* [What needs to be done] Using the excerpt on neural network training, explain in one to three sentences why training only at reduced precision or complexity can be a problem.

Various adjustments to training may be implemented to reduce computational resources and/or the time to process a neural network model. For example, an AI processor may train a neural network model using a lower precision level (e.g., 8-bit integer) than a highest precision level of the AI processor (e.g., 32-bit floating point). As another example, the complexity of the neural network model may be adjusted to reduce the training time.
However, reducing precision or complexity may also reduce the accuracy of the trained neural network. Moreover, under these reduced conditions, models sometimes worsen in the accuracy of their predictions with continued training (e.g., divergence) rather than improve.
Features and advantages of the present disclosure include improving training of neural network models by training a neural network under different levels of fidelity. During a first training phase, the neural network may be trained at a low fidelity until one or more criteria are satisfied. Then, during a second training phase, the neural network is trained at a higher fidelity. Techniques disclosed herein may support improved training performance that may reduce the overall computational resources and/or time to train a neural network to a level of performance at least equal to or comparable with the performance of a neural network trained entirely at a higher fidelity. Advantageously, this may allow lower validation losses (e.g., improved accuracy in predictions) toward convergence while providing a reduction of computational resources and/or time to process (e.g., reduction of compute cycles) for very large models. One or more embodiments may involve techniques for automatically adjusting training parameters during training to achieve higher performance by the trained neural network.
FIG. 1 illustrates a system for training an artificial neural network according to one or more embodiments. In this example, one or more control processor(s) 102 may be in communication with one or more AI processor(s) 104. Control processor(s) 102 may include traditional CPUs, FPGAs, systems on a chip (SoC), application specific integrated circuits (ASICs), or embedded ARM controllers, for example, or other processors that can execute software and communicate with AI processor(s) 104 based on instructions in the software. AI processor(s) 104 may include graphics processors (GPUs), AI accelerators, or other digital processors optimized for AI operations (e.g., matrix multiplications versus Von Neuman Architecture processors such as the x86 processor). Example AI processor(s) may include GPUs (e.g., NVidia Volta® with 800 cores and 64 MultiAccumulators) or a Tensor Processor Unit (TPU) (e.g., 4 cores with 16k operations in parallel), for example.
In this example, a control processor 102 may be coupled to memory 106 (e.g., one or more non-transitory computer readable storage media) having stored thereon program code executable by control processor 102. The control processor 102 receives (e.g., loads) a neural network model 110 (hereinafter, “model”) and a plurality of training parameters 112 for training the model 110. The model 110 may comprise, for example, a graph defining multiple layers of a neural network with nodes in the layers connected to nodes in other layers and with connections between nodes being associated with trainable weights. The training parameters 112 (e.g., tuning parameters, model parameters, fidelity attributes) may comprise one or more values which may be adjusted to affect configuration and/or execution of the model 110. The training parameters 112 that may be used in various embodiments include model size, batch size, learning rate, precision (e.g., number of bits in a binary representation of data values, type of numerical data), and sparsity (e.g., number of zero values relative to non-zero values in matrices), normalization (e.g., weight decay, activation decay, L2 normalization), entropy, and/or training steps, by way of non-limiting example. Other parameters or attributes may be included in the training parameters 112 that may be characterized and adjusted as would be apparent to those skilled in the art in light of the present disclosure. In some embodiments, the training parameters 112 may include one or more hyperparameters (e.g., parameters used to control learning of the neural network) as known to those skilled in the art.

* [Supplied information]
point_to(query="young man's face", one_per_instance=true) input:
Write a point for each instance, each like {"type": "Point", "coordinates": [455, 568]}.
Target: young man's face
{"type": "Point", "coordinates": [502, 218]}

* [Solved problem] Lowering precision or complexity saves computational resources and time, but it may also reduce the accuracy of the trained network. Under these reduced conditions, a model's prediction accuracy sometimes gets worse with continued training, called divergence, rather than improving.